▶ _Passage for review_
-------------------------
Astronomers Find Hyperactive Galaxies in the Early Universe

The fast-moving stars shed new light on how these distant galaxies, which are a fraction the size of our Milky Way, may have evolved into the full-grown galaxies seen around us today. The results will be published in the August 6, 2009 issue of the journal Nature, with a companion paper in the Astrophysical Journal.

“This galaxy is very small, but the stars are whizzing around as if they were in a giant galaxy that we would find closer to us and not so far back in time,” says Pieter van Dokkum, professor of astronomy and physics at Yale University in New Haven, Conn., who led the study. It is still not understood how galaxies like these, with so much mass in such a small volume, can form in the early universe and then evolve into the galaxies we see in the more contemporary, nearby universe, which is about 13.7 billion years old.

The work by the international team combined data collected using NASA's Hubble Space Telescope with observations taken by the 8-meter Gemini South telescope in Chile. According to van Dokkum, “The Hubble data, taken in 2007, confirmed that this galaxy was a fraction the size of most galaxies we see today in the more evolved, older universe. The giant 8-meter mirror of the Gemini telescope then allowed us to collect enough light to determine the overall motions of the stars using a technique not very different from the way police use laser light to catch speeding cars.” The Gemini near-infrared spectroscopic observations required an extensive 29 hours on the sky to collect the extremely faint light from the distant galaxy, which goes by the designation 1255-0.

“By looking at this galaxy we are able to look back in time and see what galaxies looked like in the distant past when the universe was very young,” says team member Mariska Kriek of Princeton University in Princeton, N.J. 1255-0 is so far away that the universe was only about 3 billion years old when its light was emitted.

Astronomers confess that it is a difficult riddle to explain how such compact, massive galaxies form, and why they are not seen in the current, local universe. “One possibility is that we are looking at what will eventually be the dense central region of a very large galaxy,” explains team member Marijn Franx of Leiden University in the Netherlands. “The centers of big galaxies may have formed first, presumably together with the giant black holes that we know exist in today's large galaxies that we see nearby.”

To witness the formation of these extreme galaxies astronomers plan to observe galaxies even farther back in time in great detail. By using the Wide Field Camera 3, which was recently installed on the Hubble Space Telescope, such objects should be detectable. “The ancestors of these extreme galaxies should have quite spectacular properties as they probably formed a huge amount of stars, in addition to a massive black hole, in a relatively short amount of time,” says van Dokkum.

This research follows recent studies revealing that the oldest, most luminous galaxies in the early universe are very compact yet surprisingly have stellar masses similar to those of present-day elliptical galaxies. The most massive galaxies we see in the local universe (where we don't look back in time significantly) that have a mass similar to 1255-0 are typically five times larger than the young compact galaxy. How galaxies grew so much in the past 10 billion years is an active area of research, and understanding the dynamics in these young compact galaxies is a key piece of evidence in eventually solving this puzzle.
-------------------------
▶ _Extracted data_
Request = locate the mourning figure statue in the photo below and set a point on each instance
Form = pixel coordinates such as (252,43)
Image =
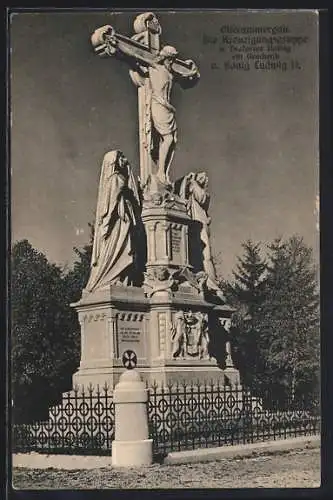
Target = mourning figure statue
(117,227)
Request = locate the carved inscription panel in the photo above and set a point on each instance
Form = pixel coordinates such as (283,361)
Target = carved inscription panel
(131,334)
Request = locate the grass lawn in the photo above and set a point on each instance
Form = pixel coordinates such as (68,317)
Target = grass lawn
(296,469)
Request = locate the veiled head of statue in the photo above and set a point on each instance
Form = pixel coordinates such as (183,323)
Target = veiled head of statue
(202,179)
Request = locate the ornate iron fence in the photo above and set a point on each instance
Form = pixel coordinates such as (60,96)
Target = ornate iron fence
(82,423)
(180,417)
(193,416)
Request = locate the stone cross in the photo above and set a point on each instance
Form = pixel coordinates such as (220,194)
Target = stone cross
(141,52)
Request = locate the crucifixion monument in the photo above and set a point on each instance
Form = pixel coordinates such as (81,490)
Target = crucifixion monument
(153,70)
(152,287)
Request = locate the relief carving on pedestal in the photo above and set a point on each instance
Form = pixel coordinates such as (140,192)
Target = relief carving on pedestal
(189,335)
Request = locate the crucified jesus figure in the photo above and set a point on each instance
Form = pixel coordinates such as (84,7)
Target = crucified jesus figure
(161,79)
(153,71)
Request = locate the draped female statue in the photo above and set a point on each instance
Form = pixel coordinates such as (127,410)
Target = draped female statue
(117,227)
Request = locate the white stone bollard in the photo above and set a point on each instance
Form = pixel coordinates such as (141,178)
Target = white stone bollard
(131,446)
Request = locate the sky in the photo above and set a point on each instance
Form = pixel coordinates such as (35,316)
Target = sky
(254,132)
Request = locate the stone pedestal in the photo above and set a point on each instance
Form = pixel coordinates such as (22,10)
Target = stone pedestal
(170,312)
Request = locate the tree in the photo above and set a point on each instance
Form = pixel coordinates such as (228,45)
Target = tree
(245,294)
(44,348)
(289,321)
(76,279)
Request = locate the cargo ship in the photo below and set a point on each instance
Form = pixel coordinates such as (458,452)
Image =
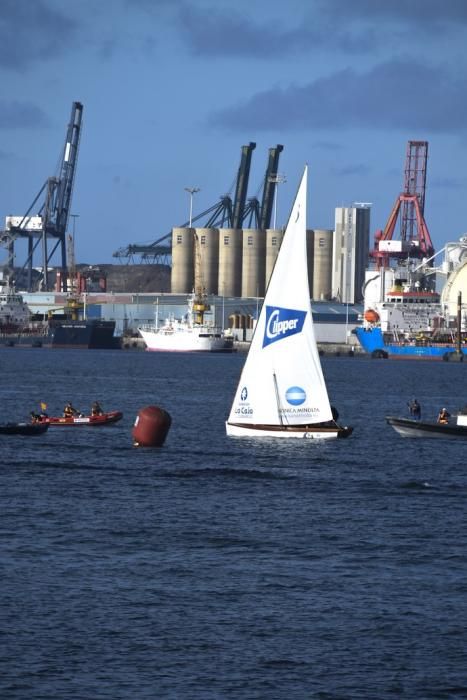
-------------------------
▶ _Exercise requirements_
Answer these questions using the article on hyperactive galaxies in the early universe.
(a) How many hours on the sky did the Gemini near-infrared spectroscopic observations require?
(b) Which university is team member Marijn Franx from?
(c) How much larger are the most massive local galaxies with a mass similar to 1255-0, typically, than the young compact galaxy?
The items come from a source unrelated to the article on hyperactive galaxies.

▶ _Your response_
(a) They required 29 hours.
(b) He is from Leiden University in the Netherlands.
(c) They are typically five times larger.